Thursday, September 17, 2015

A Double Standard

The picture shows what one of my favorite gifts of all time. It helped shape who I am today. I spent hours with this thing, running wires from one component to the next, first following the schematics in the book and then trying out different things. By the time I was working on similar project in college, I knew enough to teach some of the other students in the lab. What could I do with this thing? Well, I would make some lights turn on and off. I could make a radio. And yes, I could make a clock.

If you’ve been watching current events, you probably know where I’m going with this. A fourteen year-old kid took a prototype clock to school to show an engineering teacher, but the kid was arrested and suspended because another teacher thought it was a bomb. There have been mixed responses. Oddly enough, some of the same people who cried foul when a kid got in trouble for shaping a Pop-tart to look like a gun are saying, “It looks like a bomb to me; he should have been arrested.” Some are basing that on the fact that the boy is Muslim, but not all.

» YOUR GOAL: Please continue the blog post about the teenager arrested for bringing a homemade clock to school, starting right after its final sentence above.

» INFORMATION GIVEN:
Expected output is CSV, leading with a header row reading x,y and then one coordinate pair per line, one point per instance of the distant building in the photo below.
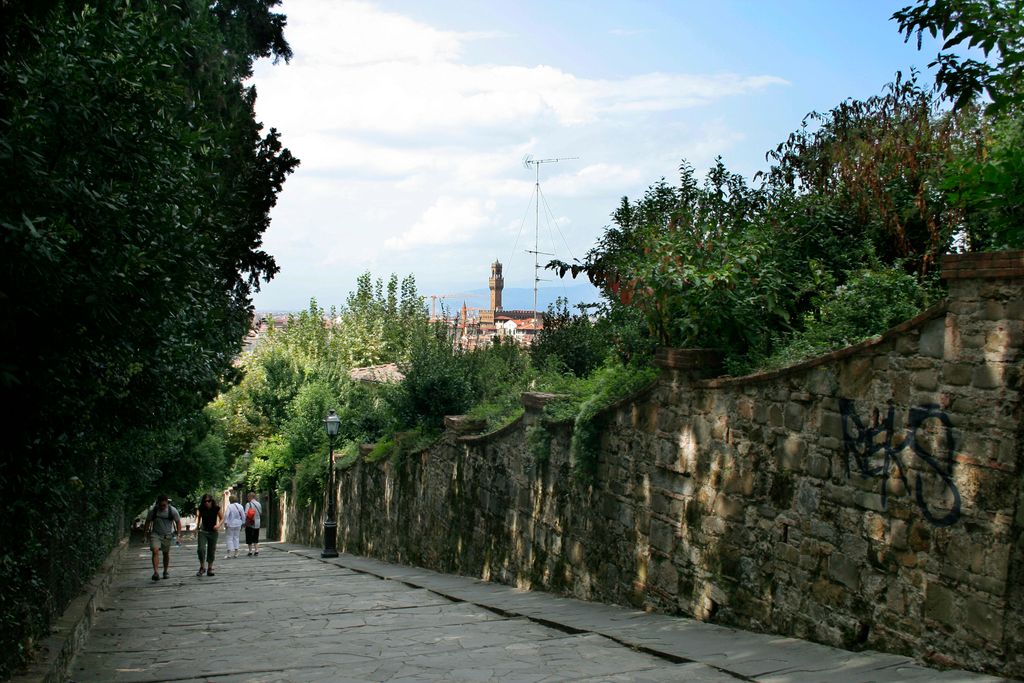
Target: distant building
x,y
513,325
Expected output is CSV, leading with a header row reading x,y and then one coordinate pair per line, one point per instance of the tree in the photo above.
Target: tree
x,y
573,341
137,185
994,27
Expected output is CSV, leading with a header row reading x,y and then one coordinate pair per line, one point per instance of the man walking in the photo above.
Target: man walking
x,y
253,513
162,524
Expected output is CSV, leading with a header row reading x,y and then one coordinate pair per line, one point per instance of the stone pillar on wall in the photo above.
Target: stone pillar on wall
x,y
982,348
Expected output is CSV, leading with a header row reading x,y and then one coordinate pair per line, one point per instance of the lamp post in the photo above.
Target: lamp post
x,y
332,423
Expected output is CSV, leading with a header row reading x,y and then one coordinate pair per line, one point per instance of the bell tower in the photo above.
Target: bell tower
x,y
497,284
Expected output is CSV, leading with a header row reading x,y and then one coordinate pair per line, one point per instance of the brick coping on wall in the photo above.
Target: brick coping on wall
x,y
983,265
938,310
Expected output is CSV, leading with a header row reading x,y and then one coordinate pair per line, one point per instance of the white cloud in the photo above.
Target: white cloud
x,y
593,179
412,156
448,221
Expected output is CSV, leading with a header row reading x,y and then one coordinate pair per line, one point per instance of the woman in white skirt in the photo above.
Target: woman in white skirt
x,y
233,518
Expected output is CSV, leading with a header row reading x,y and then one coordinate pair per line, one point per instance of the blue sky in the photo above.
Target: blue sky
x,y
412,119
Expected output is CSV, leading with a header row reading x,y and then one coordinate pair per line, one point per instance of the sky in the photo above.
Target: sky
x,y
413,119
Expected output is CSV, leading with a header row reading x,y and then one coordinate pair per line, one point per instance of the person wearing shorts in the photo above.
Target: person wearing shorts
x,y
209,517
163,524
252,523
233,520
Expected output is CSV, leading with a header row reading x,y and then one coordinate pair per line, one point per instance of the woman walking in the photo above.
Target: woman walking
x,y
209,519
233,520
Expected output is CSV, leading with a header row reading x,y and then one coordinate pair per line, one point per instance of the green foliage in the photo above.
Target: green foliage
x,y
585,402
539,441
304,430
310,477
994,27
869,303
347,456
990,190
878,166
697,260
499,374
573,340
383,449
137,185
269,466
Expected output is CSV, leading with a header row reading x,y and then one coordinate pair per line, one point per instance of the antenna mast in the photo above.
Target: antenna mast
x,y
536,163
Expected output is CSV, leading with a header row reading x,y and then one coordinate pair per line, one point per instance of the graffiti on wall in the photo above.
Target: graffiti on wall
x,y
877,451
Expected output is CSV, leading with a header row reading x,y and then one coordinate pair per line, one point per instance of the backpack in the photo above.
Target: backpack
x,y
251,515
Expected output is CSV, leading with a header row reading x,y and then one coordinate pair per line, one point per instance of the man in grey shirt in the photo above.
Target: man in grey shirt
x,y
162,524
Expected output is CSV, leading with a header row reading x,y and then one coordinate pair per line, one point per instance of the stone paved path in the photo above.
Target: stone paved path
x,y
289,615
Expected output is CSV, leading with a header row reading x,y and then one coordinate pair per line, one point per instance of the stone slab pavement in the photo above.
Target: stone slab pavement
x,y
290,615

» RESULT:
Here’s the thing. That 200 in 1 project set in the picture has enough components for a person to build a timing device for a bomb. Of course, that isn’t one of the projects in the book, because Radio Shack would’ve had to have sold it with some kind of explosive material. Of course, I never used the project set to build a bomb because bombs tend to go “Boom!” and I like having my fingers and head attached to my body.

I find it disturbing that a school would suspend a student for building a clock and bringing it to school. If we were to take 100 Electrical Engineers and we told each to make a clock, the would all have something that looked very similar to the one the kid built. All electronics projects look something like this until someone decides it needs to be refined into a product that can be sold. If we’re going to encourage students to take an interest in science and engineering, we’d better expect to see some projects that look like this.

When I was working with my 200 in 1 project set, I was fortunate to have a father who took an interest in what I was doing. But what about those students with absent fathers? Who are they going to turn to? Their teachers is who, but those teachers don’t make house calls. For the students to hear their teachers say, “Good job!” they have to take their projects to school. If that means they’re going to get arrested and suspended, that is no encouragement at all.